ESTRATTO DELLA FONTE ▸
IN NOME DEL POPOLO ITALIANO

LA CORTE SUPREMA DI CASSAZIONE

SEZIONE SECONDA PENALE

Composta dagli Ill.mi Sigg.ri Magistrati:

Dott. PAGANO Filiberto - Presidente

Dott. NUZZO Laurenza - Consigliere

Dott. MACCHIA Alberto - Consigliere

Dott. BRONZINI Giuseppe - Consigliere

Dott. RENZO Michele - rel. Consigliere

ha pronunciato la seguente:

SENTENZA

sul ricorso proposto da:

Ap. Lu. , nato il (OMESSO);

Visti gli atti, il provvedimento impugnato e il ricorso;

Udita la relazione svolta dal Consigliere Dott. Michele Renzo;

Sentito il Pubblico Ministero, sost. Proc. Gen. Dott. Delehaye Enrico, che ha chiesto la declaratoria d'inammissibilita' del ricorso.

La Corte osserva:

MOTIVI DELLA DECISIONE

Con sentenza 2 luglio 2002 il Tribunale di Nocera Inferiore ha condannato Ap. Lu. alla pena di anni 3 e mesi 4 di reclusione per il delitto di estorsione in danno del Co. .

Il fatto contestato consisteva nell'aver preteso dal conduttore di un locale commerciale di sua proprieta', mediante la minaccia di sfratto portata verso un soggetto in gravi difficolta' economiche, la dazione di 6 assegni da lire 4.800.000 ciascuno, ognuno con scadenza per gli anni compresi tra il (OMESSO), quale integrazione in nero del canone.

Con sentenza 24 maggio 2005 la Corte d'Appello di Salerno respingeva l'impugnazione dell'imputato. Osservava la Corte che il comportamento dell' Ap. , in ragione delle numerose e particolarissime peculiarita' del caso concreto, era stato idoneo a coartare la volonta' della vittima, procurando alla sua controparte vantaggi oggettivamente ingiusti, perche' non tutelati dall'ordinamento e che egli non avrebbe mai potuto conseguire utilizzando la minaccia di sfratto per finita locazione secondo le finalita' per le quali essa era apprestata a tutela del locatore.

CONSEGNA 1 ▸ Puoi riscrivere il passo della sentenza della Cassazione che parte da "sul ricorso proposto" e arriva fino a "d'inammissibilita' del ricorso.", sostituendo "relazione" con "esposizione"?
CONSEGNA 2 ▸ Puoi proseguire la sentenza della Cassazione dopo l'ultima frase riportata?

MATERIALE FORNITO ▸
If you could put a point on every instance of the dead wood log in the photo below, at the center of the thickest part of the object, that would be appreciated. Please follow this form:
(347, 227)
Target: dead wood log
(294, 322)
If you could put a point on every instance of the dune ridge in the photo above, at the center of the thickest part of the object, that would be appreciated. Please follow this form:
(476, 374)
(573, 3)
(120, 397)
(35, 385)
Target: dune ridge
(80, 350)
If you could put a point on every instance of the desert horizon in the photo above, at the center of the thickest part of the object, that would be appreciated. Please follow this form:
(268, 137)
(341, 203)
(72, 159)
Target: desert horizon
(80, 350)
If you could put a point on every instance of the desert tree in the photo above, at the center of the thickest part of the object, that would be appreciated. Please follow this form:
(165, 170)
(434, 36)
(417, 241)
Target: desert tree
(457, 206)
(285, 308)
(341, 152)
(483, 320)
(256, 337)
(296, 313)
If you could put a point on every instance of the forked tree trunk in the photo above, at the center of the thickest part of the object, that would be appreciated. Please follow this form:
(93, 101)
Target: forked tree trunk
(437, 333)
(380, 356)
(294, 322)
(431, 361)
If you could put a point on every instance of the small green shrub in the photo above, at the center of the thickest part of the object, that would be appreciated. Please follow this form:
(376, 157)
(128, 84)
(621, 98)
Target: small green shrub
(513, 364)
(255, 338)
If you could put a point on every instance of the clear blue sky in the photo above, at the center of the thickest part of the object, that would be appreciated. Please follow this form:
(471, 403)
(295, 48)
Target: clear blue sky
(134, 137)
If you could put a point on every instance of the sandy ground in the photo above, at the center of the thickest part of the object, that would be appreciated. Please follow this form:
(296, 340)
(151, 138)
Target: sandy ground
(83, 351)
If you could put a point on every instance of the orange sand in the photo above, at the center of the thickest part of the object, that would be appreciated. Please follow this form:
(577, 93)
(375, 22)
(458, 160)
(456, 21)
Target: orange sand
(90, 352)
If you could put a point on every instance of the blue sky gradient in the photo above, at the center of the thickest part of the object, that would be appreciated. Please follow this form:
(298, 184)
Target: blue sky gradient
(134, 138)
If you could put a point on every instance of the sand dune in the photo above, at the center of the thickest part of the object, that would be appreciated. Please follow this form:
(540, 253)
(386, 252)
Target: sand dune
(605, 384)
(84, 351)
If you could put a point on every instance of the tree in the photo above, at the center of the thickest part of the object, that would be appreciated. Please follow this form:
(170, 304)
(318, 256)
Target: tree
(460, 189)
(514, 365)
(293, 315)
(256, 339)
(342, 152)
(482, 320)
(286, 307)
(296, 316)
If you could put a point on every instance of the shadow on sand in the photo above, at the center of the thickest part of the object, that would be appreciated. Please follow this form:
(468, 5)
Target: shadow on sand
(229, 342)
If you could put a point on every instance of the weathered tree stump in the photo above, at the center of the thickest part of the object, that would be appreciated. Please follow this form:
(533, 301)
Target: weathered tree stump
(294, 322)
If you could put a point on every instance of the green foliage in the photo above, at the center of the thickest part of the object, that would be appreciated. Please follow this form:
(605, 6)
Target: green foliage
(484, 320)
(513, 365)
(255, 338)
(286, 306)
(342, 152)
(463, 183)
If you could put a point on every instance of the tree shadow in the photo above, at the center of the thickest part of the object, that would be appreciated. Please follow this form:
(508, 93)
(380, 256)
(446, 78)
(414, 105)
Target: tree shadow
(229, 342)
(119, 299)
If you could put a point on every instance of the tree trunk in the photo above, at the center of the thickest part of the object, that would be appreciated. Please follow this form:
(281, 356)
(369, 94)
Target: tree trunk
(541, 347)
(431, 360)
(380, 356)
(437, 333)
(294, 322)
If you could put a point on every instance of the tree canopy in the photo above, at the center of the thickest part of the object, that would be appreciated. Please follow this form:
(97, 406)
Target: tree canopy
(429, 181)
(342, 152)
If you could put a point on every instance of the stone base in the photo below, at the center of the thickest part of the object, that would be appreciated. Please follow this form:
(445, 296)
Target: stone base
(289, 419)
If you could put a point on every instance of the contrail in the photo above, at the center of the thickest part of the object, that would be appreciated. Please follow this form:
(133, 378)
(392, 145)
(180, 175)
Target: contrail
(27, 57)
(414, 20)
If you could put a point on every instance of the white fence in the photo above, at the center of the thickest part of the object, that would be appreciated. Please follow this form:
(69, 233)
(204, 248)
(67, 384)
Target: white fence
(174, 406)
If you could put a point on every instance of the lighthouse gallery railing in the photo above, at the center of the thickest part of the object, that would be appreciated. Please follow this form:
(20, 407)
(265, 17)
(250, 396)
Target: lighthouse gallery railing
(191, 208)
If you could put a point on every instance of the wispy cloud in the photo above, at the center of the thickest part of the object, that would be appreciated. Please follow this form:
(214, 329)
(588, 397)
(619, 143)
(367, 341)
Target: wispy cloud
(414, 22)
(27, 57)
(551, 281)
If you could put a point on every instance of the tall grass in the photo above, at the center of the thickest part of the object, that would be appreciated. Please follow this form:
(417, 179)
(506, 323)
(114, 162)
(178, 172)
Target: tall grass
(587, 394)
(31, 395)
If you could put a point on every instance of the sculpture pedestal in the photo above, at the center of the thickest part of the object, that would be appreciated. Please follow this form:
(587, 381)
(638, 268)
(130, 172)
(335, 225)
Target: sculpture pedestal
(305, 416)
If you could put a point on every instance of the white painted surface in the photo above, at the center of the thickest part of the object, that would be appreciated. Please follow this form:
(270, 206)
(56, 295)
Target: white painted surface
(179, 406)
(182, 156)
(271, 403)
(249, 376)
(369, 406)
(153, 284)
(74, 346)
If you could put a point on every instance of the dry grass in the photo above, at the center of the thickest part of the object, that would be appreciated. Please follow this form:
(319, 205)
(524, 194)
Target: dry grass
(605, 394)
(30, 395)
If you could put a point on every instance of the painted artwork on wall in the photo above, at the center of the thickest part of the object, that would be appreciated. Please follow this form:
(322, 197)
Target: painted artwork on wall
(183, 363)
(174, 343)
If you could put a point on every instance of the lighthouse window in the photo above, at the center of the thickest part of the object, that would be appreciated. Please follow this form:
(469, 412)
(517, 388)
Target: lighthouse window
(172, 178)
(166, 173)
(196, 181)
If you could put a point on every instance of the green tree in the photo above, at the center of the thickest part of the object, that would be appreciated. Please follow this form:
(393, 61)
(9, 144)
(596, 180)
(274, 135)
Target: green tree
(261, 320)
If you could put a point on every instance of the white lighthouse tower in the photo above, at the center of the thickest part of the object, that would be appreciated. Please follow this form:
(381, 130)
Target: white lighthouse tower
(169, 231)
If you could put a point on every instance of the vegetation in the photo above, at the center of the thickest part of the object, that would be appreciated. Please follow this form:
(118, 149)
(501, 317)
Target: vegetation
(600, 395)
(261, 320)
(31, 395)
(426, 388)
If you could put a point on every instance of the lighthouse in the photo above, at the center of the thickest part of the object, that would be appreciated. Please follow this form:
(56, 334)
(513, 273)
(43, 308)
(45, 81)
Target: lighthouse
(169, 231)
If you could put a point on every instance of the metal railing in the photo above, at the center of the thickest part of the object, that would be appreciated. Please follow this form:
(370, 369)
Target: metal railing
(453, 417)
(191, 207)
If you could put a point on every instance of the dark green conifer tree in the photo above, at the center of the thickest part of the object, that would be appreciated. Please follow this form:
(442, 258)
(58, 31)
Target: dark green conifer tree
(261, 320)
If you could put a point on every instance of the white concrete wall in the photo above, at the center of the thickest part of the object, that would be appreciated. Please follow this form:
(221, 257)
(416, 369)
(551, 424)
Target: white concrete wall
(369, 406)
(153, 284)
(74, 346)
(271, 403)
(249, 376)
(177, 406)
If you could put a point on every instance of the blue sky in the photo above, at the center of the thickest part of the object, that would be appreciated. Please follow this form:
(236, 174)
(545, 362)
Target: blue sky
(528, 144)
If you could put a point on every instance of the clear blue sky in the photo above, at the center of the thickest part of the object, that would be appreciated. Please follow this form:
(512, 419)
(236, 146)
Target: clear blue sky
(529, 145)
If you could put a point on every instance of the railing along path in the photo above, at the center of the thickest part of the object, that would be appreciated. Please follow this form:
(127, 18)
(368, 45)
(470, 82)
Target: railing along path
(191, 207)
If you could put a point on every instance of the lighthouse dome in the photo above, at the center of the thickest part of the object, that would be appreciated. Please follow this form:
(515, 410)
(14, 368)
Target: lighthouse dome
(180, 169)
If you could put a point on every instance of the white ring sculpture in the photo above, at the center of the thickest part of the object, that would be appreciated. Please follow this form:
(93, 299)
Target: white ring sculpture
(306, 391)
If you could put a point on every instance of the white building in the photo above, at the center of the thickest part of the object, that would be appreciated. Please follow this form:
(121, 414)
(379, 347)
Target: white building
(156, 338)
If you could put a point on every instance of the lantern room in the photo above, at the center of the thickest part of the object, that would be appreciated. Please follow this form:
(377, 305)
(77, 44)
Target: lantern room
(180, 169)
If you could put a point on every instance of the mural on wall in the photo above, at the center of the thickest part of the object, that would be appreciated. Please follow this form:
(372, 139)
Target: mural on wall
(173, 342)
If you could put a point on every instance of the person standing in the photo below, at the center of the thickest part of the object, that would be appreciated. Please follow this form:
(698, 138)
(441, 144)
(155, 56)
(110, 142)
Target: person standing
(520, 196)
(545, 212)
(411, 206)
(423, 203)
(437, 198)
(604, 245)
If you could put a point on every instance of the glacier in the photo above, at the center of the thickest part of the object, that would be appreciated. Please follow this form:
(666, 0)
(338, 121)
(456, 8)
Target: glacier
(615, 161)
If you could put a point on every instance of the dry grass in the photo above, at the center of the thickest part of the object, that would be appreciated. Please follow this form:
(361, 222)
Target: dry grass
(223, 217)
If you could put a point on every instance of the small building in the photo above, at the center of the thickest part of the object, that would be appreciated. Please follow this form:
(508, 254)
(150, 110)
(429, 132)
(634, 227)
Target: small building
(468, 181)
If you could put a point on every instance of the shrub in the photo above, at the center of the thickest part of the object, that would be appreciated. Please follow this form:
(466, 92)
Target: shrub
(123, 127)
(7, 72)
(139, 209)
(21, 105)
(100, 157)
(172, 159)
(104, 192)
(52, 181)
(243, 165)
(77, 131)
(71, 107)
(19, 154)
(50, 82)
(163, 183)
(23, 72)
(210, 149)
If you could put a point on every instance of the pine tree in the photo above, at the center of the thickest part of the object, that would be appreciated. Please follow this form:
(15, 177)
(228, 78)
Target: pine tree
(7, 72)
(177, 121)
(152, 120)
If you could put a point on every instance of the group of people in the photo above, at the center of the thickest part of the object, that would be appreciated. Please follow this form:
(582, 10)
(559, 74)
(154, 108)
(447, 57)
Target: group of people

RISPOSTA ALLA CONSEGNA 1 ▸
sul ricorso proposto da:

Ap. Lu. , nato il (OMESSO);

Visti gli atti, il provvedimento impugnato e il ricorso;

Udita la esposizione svolta dal Consigliere Dott. Michele Renzo;

Sentito il Pubblico Ministero, sost. Proc. Gen. Dott. Delehaye Enrico, che ha chiesto la declaratoria d'inammissibilita' del ricorso.

RISPOSTA ALLA CONSEGNA 2 ▸
In dettaglio, lo sfratto era stato usato come strumento per piegare la volonta' del Co. che non voleva corrispondere quasi il doppio del canone rispetto a quello in corso e che si trovava in difficolta' finanziarie per le condizioni di salute della moglie... l'abuso sta nel trasformare la posizione di supremazia esecutiva in una condizione di supremazia contrattuale al fine di ottenere che la controparte sia indotta, in funzione della prospettazione dell'uso della supremazia esecutiva, ad accettare una controprestazione che diversamente non accetterebbe... Si era cosi realizzata una minaccia concretamente capace di coartare la libera determinazione della volonta', ponendo la parte offesa in condizioni di tale soggezione e dipendenza da non consentirle, senza un apprezzabile sacrifico della sua autonomia decisionale, alternative meno drastiche di quelle alle quali la stessa si considera costretta.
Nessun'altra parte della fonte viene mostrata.